*Assignment:*
You are to retype exactly the line with "the white horse" and every line after it in the entries below.

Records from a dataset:
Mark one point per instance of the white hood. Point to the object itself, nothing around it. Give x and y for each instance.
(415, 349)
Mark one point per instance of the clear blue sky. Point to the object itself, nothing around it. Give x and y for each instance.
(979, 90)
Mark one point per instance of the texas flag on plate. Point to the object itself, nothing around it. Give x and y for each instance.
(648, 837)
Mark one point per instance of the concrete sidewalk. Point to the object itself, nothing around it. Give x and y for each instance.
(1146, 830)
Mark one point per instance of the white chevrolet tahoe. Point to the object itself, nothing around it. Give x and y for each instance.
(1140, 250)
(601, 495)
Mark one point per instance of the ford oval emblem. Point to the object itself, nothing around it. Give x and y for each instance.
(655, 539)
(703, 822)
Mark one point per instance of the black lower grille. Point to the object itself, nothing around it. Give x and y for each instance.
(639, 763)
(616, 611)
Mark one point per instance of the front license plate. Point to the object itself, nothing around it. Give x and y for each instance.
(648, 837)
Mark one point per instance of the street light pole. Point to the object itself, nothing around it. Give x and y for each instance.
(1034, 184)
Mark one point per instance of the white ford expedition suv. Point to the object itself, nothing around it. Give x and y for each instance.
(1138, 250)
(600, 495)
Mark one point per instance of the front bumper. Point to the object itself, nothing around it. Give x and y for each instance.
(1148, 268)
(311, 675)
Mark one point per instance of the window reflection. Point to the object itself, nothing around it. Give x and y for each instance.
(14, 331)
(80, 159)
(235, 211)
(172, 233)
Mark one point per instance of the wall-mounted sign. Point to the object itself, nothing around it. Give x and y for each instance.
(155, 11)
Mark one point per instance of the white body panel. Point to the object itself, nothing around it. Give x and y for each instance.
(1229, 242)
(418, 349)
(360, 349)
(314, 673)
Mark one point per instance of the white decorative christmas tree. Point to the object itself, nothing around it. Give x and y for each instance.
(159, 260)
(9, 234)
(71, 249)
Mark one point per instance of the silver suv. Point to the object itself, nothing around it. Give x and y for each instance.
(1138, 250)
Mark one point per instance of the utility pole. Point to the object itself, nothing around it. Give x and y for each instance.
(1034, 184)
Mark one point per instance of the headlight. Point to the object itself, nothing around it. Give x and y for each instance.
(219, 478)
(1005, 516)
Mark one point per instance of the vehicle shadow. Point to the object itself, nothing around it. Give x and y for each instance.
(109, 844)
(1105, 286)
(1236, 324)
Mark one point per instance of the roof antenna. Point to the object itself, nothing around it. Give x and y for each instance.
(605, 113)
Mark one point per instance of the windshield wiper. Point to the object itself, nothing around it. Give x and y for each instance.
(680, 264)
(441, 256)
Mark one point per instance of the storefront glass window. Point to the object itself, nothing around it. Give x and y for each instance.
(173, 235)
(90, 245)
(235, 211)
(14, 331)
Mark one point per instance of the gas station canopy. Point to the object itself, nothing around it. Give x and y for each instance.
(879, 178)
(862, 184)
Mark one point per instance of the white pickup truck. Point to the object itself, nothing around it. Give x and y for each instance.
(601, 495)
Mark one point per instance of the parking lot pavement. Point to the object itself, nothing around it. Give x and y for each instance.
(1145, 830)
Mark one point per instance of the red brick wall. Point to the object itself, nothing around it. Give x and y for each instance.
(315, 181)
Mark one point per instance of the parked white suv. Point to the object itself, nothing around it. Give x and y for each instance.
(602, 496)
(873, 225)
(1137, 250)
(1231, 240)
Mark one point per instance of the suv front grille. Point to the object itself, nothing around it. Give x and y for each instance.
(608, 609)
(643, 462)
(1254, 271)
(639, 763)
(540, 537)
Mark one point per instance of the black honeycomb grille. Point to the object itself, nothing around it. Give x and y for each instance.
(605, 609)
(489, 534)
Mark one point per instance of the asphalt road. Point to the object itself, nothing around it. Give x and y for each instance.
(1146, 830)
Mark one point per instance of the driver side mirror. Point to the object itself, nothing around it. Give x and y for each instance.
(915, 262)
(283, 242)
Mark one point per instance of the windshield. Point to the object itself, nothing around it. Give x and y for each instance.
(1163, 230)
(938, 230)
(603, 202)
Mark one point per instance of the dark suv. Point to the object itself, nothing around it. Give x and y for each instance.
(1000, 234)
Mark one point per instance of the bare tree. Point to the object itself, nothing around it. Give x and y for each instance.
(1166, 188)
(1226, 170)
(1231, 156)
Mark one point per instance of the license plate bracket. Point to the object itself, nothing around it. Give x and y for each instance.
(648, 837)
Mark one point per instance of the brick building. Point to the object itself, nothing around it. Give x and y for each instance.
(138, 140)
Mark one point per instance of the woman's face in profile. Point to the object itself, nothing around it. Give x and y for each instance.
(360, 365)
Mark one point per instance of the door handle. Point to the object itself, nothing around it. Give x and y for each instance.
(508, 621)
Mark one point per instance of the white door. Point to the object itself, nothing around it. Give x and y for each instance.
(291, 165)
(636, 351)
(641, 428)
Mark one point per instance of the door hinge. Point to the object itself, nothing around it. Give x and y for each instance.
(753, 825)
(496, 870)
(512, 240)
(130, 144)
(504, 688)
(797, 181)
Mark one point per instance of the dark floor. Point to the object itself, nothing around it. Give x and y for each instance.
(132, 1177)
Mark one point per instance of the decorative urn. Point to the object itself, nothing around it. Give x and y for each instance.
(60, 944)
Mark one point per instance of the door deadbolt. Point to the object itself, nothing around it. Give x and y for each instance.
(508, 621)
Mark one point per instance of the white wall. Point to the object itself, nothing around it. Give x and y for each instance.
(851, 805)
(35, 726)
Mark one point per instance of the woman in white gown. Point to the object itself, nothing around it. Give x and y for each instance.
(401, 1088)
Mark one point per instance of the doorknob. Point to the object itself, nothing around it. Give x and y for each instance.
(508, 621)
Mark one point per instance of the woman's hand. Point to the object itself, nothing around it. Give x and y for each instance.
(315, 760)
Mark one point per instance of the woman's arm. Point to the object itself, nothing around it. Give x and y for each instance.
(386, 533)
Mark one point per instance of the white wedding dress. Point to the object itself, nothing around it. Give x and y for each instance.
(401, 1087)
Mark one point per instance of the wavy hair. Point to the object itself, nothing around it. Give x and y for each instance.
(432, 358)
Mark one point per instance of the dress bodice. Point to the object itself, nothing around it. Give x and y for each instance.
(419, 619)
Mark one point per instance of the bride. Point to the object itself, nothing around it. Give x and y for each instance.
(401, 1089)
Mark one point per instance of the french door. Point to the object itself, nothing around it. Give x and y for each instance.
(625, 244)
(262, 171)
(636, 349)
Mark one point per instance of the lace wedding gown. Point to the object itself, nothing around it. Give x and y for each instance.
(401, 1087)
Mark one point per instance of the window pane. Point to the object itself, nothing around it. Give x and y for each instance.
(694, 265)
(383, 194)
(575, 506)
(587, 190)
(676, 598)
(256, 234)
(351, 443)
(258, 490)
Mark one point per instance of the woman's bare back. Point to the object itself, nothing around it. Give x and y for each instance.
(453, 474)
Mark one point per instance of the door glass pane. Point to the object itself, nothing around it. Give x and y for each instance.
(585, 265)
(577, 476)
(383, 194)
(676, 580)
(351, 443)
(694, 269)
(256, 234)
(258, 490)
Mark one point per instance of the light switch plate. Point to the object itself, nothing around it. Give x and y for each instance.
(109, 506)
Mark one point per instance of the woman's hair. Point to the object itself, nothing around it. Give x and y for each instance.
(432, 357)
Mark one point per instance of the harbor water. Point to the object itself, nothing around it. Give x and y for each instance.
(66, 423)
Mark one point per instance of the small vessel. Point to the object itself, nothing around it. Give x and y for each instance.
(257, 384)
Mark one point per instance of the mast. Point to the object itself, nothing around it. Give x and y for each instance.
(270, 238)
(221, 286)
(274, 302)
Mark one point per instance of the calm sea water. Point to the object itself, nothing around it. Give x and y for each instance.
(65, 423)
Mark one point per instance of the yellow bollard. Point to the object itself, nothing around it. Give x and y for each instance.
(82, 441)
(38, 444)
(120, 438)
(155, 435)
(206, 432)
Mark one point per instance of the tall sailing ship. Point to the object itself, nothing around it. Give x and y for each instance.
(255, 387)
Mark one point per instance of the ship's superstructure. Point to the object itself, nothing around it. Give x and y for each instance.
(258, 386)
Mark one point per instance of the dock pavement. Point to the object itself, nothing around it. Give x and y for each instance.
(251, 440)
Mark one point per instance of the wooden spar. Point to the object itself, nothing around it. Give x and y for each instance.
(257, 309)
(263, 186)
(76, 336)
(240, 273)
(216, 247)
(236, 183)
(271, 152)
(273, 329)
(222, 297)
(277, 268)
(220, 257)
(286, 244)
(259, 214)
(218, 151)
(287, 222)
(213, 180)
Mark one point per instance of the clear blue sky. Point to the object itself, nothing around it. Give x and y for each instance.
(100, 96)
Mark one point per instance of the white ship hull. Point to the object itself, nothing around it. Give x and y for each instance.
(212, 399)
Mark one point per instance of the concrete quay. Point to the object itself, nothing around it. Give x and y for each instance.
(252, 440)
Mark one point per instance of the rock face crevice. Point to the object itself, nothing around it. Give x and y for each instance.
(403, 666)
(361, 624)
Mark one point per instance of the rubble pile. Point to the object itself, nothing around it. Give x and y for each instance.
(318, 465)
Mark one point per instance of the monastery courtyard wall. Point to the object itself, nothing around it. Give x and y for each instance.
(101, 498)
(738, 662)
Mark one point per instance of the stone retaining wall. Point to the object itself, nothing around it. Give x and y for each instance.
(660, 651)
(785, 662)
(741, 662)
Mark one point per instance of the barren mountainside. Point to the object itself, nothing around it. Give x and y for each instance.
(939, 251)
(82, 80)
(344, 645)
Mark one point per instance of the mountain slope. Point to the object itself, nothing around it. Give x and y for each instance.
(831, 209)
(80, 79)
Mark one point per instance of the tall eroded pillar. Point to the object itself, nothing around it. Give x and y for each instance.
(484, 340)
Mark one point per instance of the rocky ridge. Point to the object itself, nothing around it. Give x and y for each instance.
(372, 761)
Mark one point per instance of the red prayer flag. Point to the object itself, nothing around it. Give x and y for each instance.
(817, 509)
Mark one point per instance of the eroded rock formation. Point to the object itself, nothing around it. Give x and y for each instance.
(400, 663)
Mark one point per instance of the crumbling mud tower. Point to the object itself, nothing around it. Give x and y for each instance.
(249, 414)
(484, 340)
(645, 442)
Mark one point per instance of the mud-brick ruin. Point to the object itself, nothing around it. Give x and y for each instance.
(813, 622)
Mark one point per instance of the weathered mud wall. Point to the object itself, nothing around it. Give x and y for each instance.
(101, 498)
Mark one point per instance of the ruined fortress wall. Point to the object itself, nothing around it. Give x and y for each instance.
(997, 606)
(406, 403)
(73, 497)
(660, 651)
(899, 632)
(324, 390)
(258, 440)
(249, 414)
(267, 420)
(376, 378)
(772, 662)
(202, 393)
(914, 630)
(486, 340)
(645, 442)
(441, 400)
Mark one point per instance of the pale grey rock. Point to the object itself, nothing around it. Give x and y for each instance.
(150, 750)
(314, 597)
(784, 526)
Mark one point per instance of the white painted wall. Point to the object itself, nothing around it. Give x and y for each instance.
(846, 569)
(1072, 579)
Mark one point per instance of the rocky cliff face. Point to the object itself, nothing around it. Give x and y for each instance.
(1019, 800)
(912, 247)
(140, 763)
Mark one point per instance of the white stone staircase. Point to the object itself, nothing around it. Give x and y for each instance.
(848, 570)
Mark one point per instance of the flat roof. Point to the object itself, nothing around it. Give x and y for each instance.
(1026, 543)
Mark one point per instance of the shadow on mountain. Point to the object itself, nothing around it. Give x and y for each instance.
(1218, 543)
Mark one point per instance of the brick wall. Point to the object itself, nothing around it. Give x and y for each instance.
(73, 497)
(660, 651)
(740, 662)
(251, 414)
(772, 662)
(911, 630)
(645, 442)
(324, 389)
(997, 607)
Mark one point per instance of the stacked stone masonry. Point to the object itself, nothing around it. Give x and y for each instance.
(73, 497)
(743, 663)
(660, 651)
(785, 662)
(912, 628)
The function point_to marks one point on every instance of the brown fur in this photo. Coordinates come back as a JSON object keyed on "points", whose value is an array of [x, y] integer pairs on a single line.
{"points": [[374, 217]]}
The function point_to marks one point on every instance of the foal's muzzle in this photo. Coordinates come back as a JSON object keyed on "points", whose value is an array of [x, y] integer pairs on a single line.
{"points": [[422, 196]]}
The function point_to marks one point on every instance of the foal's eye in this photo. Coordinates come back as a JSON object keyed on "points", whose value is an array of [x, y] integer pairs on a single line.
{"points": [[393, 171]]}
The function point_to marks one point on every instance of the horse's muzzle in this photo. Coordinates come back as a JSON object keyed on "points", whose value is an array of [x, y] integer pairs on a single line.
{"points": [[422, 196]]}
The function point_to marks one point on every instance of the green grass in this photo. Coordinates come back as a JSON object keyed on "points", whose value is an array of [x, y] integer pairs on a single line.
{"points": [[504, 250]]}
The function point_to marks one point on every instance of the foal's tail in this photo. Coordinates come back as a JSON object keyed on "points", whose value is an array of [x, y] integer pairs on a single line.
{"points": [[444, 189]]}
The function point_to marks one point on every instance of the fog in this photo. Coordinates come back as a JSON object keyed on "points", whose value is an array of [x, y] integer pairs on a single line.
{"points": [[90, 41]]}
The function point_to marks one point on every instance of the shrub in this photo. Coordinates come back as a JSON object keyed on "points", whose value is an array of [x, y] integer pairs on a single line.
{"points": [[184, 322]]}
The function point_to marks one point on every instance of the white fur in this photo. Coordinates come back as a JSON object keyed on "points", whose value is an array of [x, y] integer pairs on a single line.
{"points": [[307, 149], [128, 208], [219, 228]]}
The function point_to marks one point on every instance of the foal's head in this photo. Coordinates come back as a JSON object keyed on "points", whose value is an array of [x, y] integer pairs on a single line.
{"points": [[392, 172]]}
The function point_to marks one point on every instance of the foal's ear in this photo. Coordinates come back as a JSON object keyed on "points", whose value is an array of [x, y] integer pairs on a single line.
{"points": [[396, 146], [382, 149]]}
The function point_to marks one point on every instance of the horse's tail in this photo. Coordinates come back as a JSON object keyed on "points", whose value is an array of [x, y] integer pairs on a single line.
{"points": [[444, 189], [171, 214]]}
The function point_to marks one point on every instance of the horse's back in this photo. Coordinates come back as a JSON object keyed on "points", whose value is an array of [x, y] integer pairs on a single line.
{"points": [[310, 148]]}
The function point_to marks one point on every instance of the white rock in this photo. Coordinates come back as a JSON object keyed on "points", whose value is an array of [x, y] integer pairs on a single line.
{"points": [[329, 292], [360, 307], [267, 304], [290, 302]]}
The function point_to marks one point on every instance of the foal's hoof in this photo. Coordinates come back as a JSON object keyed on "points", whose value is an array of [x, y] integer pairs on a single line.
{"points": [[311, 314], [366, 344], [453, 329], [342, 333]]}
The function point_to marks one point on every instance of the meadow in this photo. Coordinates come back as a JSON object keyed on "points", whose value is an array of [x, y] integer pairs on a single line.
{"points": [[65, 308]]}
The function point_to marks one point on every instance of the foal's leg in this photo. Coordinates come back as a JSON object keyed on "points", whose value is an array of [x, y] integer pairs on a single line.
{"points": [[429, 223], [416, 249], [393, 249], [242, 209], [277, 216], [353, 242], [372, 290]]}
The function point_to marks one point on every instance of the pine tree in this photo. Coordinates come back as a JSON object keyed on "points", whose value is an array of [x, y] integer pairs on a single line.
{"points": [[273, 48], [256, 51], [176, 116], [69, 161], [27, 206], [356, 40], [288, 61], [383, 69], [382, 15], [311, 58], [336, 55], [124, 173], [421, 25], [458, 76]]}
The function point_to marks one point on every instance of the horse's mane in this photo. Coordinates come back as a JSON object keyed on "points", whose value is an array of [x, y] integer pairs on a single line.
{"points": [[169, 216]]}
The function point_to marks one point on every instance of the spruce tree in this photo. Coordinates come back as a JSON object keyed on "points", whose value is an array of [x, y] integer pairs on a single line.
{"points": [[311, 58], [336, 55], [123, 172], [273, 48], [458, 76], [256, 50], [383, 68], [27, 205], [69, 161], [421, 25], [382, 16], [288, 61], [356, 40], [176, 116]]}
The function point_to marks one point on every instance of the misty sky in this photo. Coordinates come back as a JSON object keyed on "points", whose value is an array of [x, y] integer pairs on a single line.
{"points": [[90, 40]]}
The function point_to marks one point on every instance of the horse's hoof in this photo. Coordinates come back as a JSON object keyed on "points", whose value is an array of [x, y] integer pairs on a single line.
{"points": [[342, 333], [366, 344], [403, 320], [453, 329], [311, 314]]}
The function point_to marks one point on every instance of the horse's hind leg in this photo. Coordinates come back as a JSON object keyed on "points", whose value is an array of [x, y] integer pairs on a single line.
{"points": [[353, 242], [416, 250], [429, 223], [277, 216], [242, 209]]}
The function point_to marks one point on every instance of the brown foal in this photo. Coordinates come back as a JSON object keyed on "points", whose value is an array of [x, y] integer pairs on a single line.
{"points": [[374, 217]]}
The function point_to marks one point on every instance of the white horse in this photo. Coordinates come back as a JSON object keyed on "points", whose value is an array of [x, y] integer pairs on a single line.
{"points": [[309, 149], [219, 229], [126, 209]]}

*Task answer:*
The function point_to marks one point on every instance of the white horse in this photo. Coordinates come back as a JSON object keyed on "points", whose value is an array of [x, y] integer pairs on a single line.
{"points": [[309, 149], [219, 229], [126, 209]]}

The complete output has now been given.